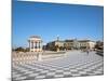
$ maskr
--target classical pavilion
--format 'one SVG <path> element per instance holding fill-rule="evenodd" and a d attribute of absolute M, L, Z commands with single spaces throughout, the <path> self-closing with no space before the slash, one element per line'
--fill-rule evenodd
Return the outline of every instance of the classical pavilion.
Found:
<path fill-rule="evenodd" d="M 30 52 L 41 52 L 42 51 L 42 39 L 39 36 L 31 36 L 28 39 L 29 51 Z"/>

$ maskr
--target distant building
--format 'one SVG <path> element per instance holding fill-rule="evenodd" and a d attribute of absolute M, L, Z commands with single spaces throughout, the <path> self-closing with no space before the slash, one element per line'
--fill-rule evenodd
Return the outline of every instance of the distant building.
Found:
<path fill-rule="evenodd" d="M 30 52 L 41 52 L 42 51 L 42 39 L 38 36 L 31 36 L 28 40 Z"/>
<path fill-rule="evenodd" d="M 91 40 L 56 40 L 49 42 L 46 44 L 46 50 L 55 51 L 56 48 L 59 50 L 80 50 L 80 49 L 91 49 L 95 48 L 95 42 Z"/>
__________
REQUIRED TASK: Give back every line above that contains the word "classical", copying each one in full.

WRITTEN RESPONSE:
--target classical pavilion
Return the outline of every instance of the classical pavilion.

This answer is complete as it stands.